# [EXTRACTED TEXT]
————————

Oh really?  I met him a good few years ago at his old Dublin home. I was asked to deliver something and then have photos taken with him for the boss. I didnt like him at all, found him to be very cold and just wanted me to go. He didnt want to talk and even criticised the person taking pictures. 

I met Angelina Jolie a couple of years ago and I thought I had died and gone to heaven. I shook her hand and swore I would never wash that hand again. My phone decided to die on me, so I couldnt take a picture. I met Colin Farrell too and he was very nice, he even asked me how I was doing. I thought that was so funny. 

I met Roy Keane in Dublin airport. He was playing for Man Utd at the time. I was wearing a lovely red Liverpool jersey and asked him to get in a photo with me. The smell of drink off him nearly knocked me out and we had a good laugh about the Man Utd/Liverpool rivalry. 

I met Robbie Keane in the toilet of a Dublin nightclub years ago, lets just say we didnt shake hands  Nice bloke, chatted away for a few mins. 

Bumped into Rafa Benitez a couple of days before the 2007 Champions League final. He seemed to be under pressure but still stopped for photos and talked about the match. Absolute gentleman!


----------



## Purple (11 Dec 2011)

I saw Ronan Keating a few years back in an airport in England (I can’t remember which one). He looked absolutely exhausted and was holding himself up leaning against a wall. Some girls saw him and went over to say hello. He picked himself up, smiled and took the time to chat and have photo’s taken. When the girls left he slumped against the wall again. I was really taken aback by how nice and how professional he was.

————————

# [DATASET ENTRIES]

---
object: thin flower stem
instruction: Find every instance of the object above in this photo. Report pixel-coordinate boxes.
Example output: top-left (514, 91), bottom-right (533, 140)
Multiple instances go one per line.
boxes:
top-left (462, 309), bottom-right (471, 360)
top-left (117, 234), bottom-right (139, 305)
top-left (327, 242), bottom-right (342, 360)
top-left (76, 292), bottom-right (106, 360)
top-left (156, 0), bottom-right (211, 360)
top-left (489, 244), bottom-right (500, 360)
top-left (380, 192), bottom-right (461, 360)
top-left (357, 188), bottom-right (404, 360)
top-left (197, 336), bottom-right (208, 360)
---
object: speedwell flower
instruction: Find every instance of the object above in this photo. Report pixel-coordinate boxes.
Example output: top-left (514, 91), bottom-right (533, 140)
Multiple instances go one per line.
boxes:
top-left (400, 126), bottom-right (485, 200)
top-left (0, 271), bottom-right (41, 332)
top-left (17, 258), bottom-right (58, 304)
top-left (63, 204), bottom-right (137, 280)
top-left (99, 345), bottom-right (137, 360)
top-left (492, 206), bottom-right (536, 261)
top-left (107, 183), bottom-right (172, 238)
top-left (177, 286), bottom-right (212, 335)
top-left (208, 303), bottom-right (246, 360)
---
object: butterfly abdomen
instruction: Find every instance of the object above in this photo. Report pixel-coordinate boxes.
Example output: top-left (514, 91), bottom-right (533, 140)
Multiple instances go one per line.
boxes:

————————

# [TO DO]
**a)** Rewrite the paragraph of the forum thread that begins "I met Roy Keane in Dublin airport" as a short bulleted list that keeps its main facts.
**b)** Quote the forum thread word for word, starting at "I met Robbie" and ending at "match. Absolute gentleman!".

# [TASK SOLUTIONS]
**a)**
- Met Roy Keane in Dublin airport while he was playing for Man Utd
- Was wearing a red Liverpool jersey and asked him for a photo
- He smelled strongly of drink
- They had a good laugh about the Man Utd/Liverpool rivalry

**b)**
I met Robbie Keane in the toilet of a Dublin nightclub years ago, lets just say we didnt shake hands  Nice bloke, chatted away for a few mins. 

Bumped into Rafa Benitez a couple of days before the 2007 Champions League final. He seemed to be under pressure but still stopped for photos and talked about the match. Absolute gentleman!